Mahi Binebine à l'atelier © Photo Laurent Moulager

C'est un jour avec de ces soleils à double face que l'on connait à Marrakech. Ceux dont la fraicheur fabrique une ombre qui vous tient d’une poigne ferme et vous pénètre jusque dans les os. Ces même soleils de décembre qui pourtant savent aussi offrir dans leur paume une chaleur tiède comme celle d’un duvet. A ce moment de la journée, les feuilles des orangers en farandoles autour de la piscine caressent nonchalamment une peau douce. Il est 14 heures, la fin du déjeuner et le retour à l’atelier à sonné.

Méthodique derrière une fausse nonchalance, l’artiste est de ce lieu le seul maitre, le seul travailleur acharné. Il en fixe le rythme et les heures. Dans cet espace seulement chaotique pour les autres, lui en connait le moindre recoin, le contenu de chaque sceau, la place de chaque morceau de bois d’aucuns diront qu’il traine au sol. Lui sait bien ce qu’il fait là.

Je suis venu inspecter une nouvelle fois ces moments de mystère. De ceux qui restent dans l’ombre un fois que la toile exorcisée de ce passé viendra se pavaner sur des murs amoureux.

Ce jour là Mahi Binebine travaille sur de nouvelles pièces: goudrons, pigments, encres et diluants sont la chimie qui clapote au fond du seau.

Comme un gibier captif dont on aurait lié les pattes, je surprends l’artiste au travail aux pieds d’une longue planche de bois allongée à même le sol. Bancale, elle repose au milieu des feuilles mortes dans les empreintes de précédents trophées. Comme à travers un moucharabié les feuilles de jasmin laissent passer un soleil changeant sur l'homme et son travail.

Le geste est tantôt vif, tantôt comme une caresse. Le pinceau laisse trainer derrière lui dans un ruissellement un jus épais et jaunâtre. Le mélange court le long des traces de fusains, se détournant au gré des ornières de la pointe sèche ou des petites anfractuosités du support. C’est une des ultimes étapes du travail, où oeuvrent fusionnels, l’homme et le liquide.

Je vois lentement apparaitre au passage de ce minuscule tsunami, des couches successives, une autre pâte visqueuse, un noir de bitume d'outre tombe.

Penché à droite, à gauche, l’artiste danse autour de la peinture en devenir. De haut en bas il s’approche s’éloigne, pose ici une trainée de cette crème lourde, là un simple goutte. Un doigt découvre un détail, s’éloigne encore, puis brusquement se détourne ou s’approche furtivement.

Mahi parle, se parle, par bribes. Un mot par ci, un mot par là pour se rassurer ? Questionner ? La questionner ? « Ca vient bien…», « C’est pas mal » « Là ça ne marche pas .. ah si peut être» « Là… », et puis toujours ces petits gestes. Un doigt, une main, le visage fermé, tellement ailleurs de ce visage jovial qu’on lui connait.

---*---

# CONSIGNES
(1) Relevez et recopiez chaque ligne des enregistrements où figure la chaîne "porch", en tenant compte de la casse.
(2) Prolongez le texte sur Mahi Binebine à l'atelier à partir de sa dernière phrase.
Le texte sur Mahi Binebine à l'atelier et les enregistrements proviennent de sources distinctes.

# Enregistrements conservés
---*---

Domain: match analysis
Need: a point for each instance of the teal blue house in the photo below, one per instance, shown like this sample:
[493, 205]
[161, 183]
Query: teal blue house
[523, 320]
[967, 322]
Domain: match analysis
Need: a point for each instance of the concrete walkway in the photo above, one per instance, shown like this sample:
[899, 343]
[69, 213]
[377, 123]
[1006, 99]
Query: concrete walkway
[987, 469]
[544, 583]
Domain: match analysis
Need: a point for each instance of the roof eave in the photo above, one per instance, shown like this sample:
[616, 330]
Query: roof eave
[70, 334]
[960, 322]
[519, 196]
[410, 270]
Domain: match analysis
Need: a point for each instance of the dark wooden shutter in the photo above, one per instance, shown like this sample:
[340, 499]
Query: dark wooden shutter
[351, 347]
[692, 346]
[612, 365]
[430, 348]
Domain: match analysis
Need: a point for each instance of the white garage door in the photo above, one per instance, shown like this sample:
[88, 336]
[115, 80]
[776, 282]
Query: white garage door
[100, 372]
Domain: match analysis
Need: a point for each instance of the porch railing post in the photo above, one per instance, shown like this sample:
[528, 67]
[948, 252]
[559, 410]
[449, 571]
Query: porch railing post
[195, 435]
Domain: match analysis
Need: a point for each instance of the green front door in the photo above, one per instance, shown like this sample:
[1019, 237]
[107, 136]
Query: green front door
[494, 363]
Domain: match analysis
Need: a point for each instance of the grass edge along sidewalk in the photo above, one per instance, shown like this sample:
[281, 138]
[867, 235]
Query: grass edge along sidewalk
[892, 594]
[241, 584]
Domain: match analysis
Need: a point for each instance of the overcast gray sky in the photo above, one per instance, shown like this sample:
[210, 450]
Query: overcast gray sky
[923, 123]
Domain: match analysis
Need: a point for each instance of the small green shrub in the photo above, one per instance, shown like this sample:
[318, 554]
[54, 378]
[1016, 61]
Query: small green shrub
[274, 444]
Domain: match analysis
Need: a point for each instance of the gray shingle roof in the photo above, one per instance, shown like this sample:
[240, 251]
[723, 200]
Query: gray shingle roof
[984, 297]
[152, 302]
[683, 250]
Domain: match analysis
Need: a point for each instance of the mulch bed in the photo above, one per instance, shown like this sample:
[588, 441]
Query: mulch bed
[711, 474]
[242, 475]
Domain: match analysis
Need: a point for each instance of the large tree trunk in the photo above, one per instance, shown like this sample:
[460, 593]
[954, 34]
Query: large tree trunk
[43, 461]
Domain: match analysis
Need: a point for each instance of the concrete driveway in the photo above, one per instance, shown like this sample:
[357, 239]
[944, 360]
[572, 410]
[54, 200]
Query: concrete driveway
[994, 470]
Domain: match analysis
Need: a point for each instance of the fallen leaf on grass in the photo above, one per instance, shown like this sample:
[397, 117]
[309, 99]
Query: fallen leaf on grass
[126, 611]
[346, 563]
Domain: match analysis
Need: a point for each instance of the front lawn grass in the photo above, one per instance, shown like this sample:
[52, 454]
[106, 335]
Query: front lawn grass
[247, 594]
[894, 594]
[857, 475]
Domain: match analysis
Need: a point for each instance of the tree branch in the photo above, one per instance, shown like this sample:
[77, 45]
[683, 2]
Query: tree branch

---*---

# RÉPONSES RÉDIGÉES
(1)
Need: a point for each instance of the porch railing post in the photo above, one per instance, shown like this sample:
Query: porch railing post

(2)
Derrière mon boitier, je tente d’anticiper, de voir où va tomber le fouillis des poils du pinceau. J’espère voir l’homme se déplacer un peu à gauche pour prendre du recul, mais au contraire il se rapproche, esquive, se retourne, glisse furtivement de l’autre côté, fait quelques pas en arrière, disparaît de mon champ de vision, pour réapparaitre fondant sereinement sur une zone armé seulement au bout de sa main de ce pinceau dégoulinant.

Même si je connais bien l’homme, j’ai bien du mal à savoir ce que l’artiste cherche. Alors je laisse moi aussi vagabonder mon objectif, me laissant porter simplement par le mouvement. Et c’est très bien ainsi.

Le geste cède alors la place au regard inquisiteur qui tourne encore et encore autour de ce panneau de bois gisant. Choisissant l'angle, orientant la lumière ou accentuant la pente et le l’écoulement du jus qui la recouvre, l'oeil cherche avec attention la foule de détail invisibles. La planche soudain virevolte, d’une main la saisissent à la taille, Mahi fait danser le panneau à la verticale, puis sur le côté et enfin le rallonge délicatement au sol. C’est un corps à corps lent, une chorégraphie presque argentine dont le tempo intime n’est connu que de lui, et d’elle.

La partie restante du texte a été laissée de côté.